Rewrite the lines between the one containing "Mark one point on each instance of the tower in" and the one containing "(369, 1013)", inclusive, as a Markdown table with the columns Row and Line, numbering each line and omitting blank lines.

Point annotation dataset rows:
********

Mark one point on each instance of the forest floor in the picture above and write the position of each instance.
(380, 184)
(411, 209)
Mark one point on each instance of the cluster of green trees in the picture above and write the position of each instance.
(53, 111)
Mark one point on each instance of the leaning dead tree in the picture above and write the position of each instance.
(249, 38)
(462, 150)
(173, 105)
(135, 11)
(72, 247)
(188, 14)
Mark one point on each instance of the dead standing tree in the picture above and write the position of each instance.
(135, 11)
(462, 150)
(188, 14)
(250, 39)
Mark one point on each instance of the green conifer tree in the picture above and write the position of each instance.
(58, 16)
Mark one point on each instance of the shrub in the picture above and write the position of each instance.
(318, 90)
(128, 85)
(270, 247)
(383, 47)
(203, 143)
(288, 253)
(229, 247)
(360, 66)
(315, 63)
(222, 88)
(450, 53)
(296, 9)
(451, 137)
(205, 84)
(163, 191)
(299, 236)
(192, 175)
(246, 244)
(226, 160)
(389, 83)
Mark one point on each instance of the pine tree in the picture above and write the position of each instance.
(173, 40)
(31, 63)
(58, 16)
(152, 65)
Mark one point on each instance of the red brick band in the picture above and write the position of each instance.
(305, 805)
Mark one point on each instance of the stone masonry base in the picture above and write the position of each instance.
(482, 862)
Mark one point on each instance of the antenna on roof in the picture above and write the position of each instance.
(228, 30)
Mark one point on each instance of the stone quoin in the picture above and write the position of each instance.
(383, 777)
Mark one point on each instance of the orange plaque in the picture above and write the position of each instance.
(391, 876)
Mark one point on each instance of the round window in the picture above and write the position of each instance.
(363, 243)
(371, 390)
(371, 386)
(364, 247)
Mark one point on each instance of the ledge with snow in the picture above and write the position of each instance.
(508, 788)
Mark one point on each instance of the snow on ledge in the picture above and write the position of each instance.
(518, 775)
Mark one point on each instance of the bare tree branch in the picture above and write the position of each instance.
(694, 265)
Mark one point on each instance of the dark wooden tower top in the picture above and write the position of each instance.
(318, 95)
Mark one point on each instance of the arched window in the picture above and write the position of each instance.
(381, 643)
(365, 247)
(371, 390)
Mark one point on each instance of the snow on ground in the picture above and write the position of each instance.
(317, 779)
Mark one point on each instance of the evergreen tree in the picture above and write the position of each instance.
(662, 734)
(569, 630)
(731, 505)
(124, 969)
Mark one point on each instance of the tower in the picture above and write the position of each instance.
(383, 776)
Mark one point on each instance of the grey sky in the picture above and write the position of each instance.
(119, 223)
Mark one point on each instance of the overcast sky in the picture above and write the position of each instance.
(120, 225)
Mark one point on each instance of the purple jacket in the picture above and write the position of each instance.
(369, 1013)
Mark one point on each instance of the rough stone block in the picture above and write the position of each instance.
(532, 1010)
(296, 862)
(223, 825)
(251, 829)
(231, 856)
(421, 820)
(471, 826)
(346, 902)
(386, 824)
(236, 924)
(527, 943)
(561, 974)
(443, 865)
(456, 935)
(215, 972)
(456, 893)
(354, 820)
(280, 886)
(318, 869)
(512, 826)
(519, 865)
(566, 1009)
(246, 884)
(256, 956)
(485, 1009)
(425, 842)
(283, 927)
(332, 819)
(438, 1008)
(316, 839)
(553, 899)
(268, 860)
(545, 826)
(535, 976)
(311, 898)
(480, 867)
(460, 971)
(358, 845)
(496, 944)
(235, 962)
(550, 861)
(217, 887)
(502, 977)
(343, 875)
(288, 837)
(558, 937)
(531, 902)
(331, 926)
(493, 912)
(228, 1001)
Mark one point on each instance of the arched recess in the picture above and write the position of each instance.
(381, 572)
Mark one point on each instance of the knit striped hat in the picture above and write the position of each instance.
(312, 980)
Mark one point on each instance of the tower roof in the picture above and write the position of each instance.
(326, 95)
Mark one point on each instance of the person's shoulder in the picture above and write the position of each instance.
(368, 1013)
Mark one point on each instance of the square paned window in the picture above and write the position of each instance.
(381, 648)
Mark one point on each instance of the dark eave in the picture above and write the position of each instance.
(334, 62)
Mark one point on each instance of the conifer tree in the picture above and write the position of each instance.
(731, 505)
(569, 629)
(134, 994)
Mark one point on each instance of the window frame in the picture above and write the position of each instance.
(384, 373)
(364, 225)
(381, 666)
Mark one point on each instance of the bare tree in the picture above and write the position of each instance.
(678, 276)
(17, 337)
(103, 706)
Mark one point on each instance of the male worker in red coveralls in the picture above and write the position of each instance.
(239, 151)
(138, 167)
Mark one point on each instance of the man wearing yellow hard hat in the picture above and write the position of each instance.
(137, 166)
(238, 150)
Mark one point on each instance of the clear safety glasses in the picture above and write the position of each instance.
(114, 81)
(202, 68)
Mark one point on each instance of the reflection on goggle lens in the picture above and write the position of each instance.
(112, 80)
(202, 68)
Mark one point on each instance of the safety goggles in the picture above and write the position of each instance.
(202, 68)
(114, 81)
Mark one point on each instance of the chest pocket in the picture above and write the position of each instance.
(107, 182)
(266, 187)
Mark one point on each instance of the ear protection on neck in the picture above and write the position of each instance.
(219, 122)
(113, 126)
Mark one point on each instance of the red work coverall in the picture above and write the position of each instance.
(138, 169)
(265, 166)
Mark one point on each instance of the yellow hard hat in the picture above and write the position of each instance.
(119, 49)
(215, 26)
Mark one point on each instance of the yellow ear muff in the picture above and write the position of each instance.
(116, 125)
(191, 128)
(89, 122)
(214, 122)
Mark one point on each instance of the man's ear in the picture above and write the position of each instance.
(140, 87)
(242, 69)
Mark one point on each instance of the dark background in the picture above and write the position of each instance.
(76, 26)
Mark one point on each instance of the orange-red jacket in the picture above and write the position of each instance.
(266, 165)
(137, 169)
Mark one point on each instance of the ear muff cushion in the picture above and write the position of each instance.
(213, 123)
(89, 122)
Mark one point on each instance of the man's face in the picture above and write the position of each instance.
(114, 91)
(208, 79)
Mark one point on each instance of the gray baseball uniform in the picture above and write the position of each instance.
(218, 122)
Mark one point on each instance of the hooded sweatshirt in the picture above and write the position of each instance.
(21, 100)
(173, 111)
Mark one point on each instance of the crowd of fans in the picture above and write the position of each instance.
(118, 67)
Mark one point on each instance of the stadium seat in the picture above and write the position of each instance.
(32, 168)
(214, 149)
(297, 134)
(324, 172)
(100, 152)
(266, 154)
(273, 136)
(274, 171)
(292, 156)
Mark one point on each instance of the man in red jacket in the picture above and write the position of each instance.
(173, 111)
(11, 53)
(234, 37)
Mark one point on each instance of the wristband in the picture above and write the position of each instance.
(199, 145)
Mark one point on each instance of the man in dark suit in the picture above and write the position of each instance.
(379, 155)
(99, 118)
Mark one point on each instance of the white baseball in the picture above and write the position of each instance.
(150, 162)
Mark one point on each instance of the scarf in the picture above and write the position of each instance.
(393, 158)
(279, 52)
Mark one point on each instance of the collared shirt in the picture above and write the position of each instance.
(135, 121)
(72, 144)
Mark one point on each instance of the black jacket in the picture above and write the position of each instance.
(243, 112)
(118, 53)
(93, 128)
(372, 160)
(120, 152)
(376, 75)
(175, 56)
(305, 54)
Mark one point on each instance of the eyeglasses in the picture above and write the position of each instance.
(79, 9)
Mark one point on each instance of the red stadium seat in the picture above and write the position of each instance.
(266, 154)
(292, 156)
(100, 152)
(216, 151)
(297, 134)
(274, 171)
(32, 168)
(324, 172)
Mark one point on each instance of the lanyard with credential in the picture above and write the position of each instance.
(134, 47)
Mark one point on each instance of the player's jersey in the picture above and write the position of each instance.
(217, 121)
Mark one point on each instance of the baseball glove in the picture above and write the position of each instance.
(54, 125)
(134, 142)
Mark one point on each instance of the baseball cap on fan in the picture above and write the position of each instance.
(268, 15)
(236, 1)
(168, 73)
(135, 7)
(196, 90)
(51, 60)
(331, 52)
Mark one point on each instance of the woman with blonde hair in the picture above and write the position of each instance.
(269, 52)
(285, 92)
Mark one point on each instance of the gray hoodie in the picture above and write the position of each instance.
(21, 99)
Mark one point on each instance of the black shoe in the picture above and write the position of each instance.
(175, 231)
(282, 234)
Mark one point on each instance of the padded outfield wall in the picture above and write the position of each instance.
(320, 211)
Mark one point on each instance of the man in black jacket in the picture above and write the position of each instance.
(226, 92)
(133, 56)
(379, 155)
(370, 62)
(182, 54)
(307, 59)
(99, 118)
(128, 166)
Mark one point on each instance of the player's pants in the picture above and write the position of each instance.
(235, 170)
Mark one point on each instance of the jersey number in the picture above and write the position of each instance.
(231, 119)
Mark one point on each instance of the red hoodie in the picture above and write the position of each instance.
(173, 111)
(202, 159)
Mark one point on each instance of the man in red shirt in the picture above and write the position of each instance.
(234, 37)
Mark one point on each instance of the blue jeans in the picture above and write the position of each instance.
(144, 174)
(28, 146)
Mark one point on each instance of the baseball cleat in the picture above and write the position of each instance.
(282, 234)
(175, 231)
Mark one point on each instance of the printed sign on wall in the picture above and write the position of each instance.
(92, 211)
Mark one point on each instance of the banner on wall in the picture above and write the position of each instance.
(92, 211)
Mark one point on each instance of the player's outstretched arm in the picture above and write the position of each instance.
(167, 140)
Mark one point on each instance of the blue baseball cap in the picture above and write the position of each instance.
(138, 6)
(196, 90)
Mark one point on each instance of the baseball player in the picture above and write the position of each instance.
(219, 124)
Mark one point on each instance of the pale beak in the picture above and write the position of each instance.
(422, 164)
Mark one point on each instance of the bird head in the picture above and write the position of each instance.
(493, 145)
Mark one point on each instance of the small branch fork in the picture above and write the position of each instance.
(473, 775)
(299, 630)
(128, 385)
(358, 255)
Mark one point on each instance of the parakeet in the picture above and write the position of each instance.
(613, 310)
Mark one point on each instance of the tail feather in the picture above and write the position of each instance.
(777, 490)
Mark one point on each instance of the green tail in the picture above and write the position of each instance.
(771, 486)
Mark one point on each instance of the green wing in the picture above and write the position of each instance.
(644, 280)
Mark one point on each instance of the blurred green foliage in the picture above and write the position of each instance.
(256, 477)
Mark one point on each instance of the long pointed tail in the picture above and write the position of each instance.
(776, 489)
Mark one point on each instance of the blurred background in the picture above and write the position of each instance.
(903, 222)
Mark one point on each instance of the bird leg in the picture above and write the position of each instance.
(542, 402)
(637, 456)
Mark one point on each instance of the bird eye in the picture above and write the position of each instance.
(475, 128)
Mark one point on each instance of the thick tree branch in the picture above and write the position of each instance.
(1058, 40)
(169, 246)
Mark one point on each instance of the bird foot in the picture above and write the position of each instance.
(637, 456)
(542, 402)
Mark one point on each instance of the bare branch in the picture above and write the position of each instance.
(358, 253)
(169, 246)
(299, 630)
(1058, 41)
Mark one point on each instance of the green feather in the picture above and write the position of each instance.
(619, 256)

********

EXERCISE RESULT:
| Row | Line |
|---|---|
| 1 | Mark one point on each instance of the tower in the picture above and write the position of each instance. |
| 2 | (383, 776) |
| 3 | Mark one point on each instance of the grey sky in the picture above and write the position of each instance. |
| 4 | (119, 223) |
| 5 | Mark one point on each instance of the overcast sky in the picture above and write the position of each instance. |
| 6 | (120, 225) |
| 7 | Mark one point on each instance of the purple jacket in the picture above and write the position of each instance. |
| 8 | (369, 1013) |